→ QUOTED PASSAGE:
#####

These findings are reiterated throughout his judgment and are a relevant factor in a large majority of his later findings in relation to the claim made against the defendants and their associates.

4.2 Feeney J. made a number of findings in respect of George Sipko’s treatment of his employees. Particularly, in relation to Koger’s employees in the Slovakian office, the court found that they were “subject to personal abuse, arbitrary action and a feeling of insecurity in relation to their continued employment”, and accepted this was the reason for the departure of many of those alleged to have been involved in this conspiracy, and not any inducement by Mr. O’Donnell to participate in any conspiracy.

4.3 The Court describes the steps taken by the defendants between December 2005 and March 2006, as set out in para. 2.7 above, as being “of a preliminary nature taken in circumstances where a future decision might be taken to set up such a business or to create such a product” and, as such, they were found not to be indicative of a conspiracy on the part of the personal defendants. The contention that Mr. O’Donnell’s visit to Slovakia in January and February 2006 was in furtherance of the alleged conspiracy was also rejected. The Court was also satisfied that Mr. O’Donnell did not prolong his employment with Koger (Dublin) in an attempt to aid the conspiracy. The development of ManTra was held to have commenced at the June 2006 brainstorming session and no earlier.

#####

→ Dataset records:
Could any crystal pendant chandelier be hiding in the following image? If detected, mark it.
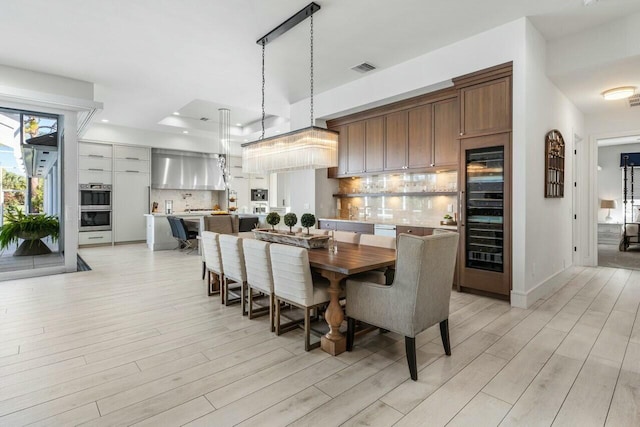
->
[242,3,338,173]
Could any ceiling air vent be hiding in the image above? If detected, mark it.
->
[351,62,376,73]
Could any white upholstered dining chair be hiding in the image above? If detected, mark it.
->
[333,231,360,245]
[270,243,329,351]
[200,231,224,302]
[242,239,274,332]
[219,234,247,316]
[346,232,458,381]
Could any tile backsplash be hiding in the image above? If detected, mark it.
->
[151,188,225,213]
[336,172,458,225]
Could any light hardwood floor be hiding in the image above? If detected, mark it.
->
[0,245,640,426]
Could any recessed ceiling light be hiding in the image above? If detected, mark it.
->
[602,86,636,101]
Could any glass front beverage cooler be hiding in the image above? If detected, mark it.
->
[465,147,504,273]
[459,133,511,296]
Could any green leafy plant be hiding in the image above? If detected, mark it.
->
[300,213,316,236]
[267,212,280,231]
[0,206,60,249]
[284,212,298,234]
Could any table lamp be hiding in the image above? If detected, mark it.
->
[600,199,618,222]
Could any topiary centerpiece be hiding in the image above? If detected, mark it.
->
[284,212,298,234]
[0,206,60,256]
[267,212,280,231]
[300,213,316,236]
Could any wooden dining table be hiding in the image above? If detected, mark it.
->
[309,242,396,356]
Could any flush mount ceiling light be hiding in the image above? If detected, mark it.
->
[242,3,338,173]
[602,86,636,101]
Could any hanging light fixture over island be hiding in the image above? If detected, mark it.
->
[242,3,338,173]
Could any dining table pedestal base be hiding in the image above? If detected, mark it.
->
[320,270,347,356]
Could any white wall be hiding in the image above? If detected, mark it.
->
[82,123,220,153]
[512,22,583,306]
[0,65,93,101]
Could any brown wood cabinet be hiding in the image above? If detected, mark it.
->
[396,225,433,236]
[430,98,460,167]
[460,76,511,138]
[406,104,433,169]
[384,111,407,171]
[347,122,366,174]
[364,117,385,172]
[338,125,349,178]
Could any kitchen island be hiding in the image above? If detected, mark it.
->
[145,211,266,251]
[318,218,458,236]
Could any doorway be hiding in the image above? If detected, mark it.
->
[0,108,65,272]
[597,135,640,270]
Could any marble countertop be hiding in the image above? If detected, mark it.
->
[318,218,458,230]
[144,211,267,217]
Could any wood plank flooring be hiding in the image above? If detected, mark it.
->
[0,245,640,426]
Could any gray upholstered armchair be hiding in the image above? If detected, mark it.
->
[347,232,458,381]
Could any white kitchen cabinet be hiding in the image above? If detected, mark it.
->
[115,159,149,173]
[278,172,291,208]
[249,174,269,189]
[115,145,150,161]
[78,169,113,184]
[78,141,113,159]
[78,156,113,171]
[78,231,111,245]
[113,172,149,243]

#####

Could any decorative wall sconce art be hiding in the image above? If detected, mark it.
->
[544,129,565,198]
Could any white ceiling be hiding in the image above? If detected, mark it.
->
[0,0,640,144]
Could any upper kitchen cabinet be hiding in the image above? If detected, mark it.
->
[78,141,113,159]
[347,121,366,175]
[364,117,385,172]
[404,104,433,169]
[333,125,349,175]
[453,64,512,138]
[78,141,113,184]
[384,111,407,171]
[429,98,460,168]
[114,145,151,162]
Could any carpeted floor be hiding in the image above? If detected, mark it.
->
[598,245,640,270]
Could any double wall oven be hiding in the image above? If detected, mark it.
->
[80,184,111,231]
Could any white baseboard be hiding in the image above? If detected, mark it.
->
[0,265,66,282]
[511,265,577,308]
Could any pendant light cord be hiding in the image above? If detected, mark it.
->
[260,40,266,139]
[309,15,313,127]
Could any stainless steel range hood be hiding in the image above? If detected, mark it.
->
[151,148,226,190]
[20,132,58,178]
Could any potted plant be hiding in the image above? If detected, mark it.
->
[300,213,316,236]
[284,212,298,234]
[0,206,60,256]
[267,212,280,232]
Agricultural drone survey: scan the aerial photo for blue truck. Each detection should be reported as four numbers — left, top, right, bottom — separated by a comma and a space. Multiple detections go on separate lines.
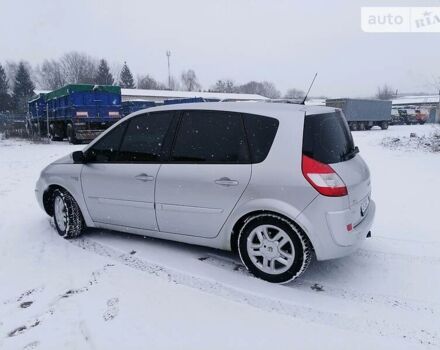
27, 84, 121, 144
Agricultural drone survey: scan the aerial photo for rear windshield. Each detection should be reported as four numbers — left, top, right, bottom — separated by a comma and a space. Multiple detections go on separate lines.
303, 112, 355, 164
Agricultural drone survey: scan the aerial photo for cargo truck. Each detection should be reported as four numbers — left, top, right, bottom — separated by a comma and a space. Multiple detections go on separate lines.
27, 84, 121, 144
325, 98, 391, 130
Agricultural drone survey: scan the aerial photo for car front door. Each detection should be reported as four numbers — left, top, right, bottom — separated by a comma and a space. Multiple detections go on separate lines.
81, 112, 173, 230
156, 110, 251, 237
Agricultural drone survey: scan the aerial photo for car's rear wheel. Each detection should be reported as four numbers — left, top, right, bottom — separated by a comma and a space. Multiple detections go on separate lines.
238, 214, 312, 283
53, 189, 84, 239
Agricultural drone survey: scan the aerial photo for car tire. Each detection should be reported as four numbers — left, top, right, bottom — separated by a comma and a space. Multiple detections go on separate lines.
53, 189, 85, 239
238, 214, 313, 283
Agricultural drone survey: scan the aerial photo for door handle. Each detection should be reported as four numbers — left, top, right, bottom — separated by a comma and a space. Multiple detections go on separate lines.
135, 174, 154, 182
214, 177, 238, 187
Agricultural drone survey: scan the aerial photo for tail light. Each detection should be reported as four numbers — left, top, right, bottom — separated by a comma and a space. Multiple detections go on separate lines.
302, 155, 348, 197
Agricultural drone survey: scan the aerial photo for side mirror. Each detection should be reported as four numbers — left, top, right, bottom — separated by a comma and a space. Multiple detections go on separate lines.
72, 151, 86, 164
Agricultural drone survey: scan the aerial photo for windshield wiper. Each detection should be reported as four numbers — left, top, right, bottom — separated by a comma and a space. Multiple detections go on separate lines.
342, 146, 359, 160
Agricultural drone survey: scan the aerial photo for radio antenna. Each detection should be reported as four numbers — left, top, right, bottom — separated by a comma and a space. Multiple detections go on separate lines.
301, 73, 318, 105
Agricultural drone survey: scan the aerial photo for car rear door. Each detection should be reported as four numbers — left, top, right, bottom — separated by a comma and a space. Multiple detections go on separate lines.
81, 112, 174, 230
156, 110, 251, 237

#####

→ DIRECTIVE 1: According to the judgment excerpt, when was the development of ManTra held to have commenced?
→ DIRECTIVE 2: Pick up the judgment excerpt after its final sentence and keep writing it.

→ EXERCISE OUTPUT 1: At the June 2006 brainstorming session and no earlier.

→ EXERCISE OUTPUT 2:
4.4 Koger relied on the speed in which ManTra was developed as evidence of the fact that the defendants had an unauthorised copy of NTAS available to them. In essence, Koger contended that it would be impossible to develop ManTra in the time available without the benefit of an actual copy of NTAS. This was referred to as a “deductive inference”. This submission was rejected at para. 63:

        “In particular, the deductive inference which the plaintiffs ask the Court to make makes no real or proper allowance for the knowledge, experience and expertise of the individual defendants and the persons working with them in the development of ManTra. The evidence establishes that those persons had the exact and precise expertise, training, information and knowledge necessary to enable them to develop the ManTra product. An examination of the ManTra product does not, on the face of it, indicate or manifest how or in what manner that product would have benefited in its development from access to NTAS. The products are fundamentally different in design.”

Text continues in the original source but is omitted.